-- start of RECORDS FOR PROCESSING --
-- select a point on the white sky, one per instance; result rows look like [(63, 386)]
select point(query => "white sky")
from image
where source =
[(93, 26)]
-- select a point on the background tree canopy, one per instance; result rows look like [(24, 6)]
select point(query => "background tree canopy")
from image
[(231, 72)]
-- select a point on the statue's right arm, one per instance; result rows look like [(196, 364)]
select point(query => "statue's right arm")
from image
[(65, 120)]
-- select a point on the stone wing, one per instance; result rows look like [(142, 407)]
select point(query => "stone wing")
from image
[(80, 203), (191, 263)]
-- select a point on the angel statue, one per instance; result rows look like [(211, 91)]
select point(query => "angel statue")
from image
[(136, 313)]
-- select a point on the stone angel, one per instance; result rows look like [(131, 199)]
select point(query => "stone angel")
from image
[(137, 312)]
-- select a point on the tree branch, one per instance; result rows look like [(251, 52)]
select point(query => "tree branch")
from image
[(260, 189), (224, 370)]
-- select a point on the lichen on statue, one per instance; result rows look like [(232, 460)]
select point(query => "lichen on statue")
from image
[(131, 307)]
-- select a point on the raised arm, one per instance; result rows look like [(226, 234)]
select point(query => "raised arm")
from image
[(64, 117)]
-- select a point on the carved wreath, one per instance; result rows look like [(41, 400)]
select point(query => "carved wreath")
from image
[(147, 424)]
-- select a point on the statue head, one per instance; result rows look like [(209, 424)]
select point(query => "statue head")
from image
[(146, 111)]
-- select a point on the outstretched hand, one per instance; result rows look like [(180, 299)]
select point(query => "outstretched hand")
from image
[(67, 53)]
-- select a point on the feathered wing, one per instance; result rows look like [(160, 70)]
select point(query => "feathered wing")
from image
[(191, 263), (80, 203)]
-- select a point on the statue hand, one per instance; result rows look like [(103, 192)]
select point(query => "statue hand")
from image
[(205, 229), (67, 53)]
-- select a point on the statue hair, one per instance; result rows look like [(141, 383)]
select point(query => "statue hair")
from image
-- end of RECORDS FOR PROCESSING --
_WHAT TO PRODUCE_. Please rescale the items starting with the line with "-- select a point on the carved" and going on through the line with "[(205, 229), (67, 53)]", and give only those lines again, requests included. Multiply every point coordinate in the answers by 2.05 and round to whole numbers, halves up.

_ANSWER IN FULL_.
-- select a point on the carved wreath, one per instance; result rows look like [(41, 400)]
select point(query => "carved wreath")
from image
[(301, 869)]
-- select a point on the statue head, one per instance; result rows look like [(209, 424)]
select point(query => "statue head")
from image
[(299, 228)]
-- select a point on the outstretched hand, one per instance; result rows look like [(180, 299)]
select point(query => "outstretched hand")
from image
[(137, 109)]
-- select a point on the feathered wing, one per instance; result rows look like [(160, 70)]
select point(query => "feathered wing")
from image
[(392, 539), (164, 416)]
-- select a point on the statue hand, one per instance; result rows look like [(103, 192)]
select point(query => "statue hand")
from image
[(420, 469), (137, 109)]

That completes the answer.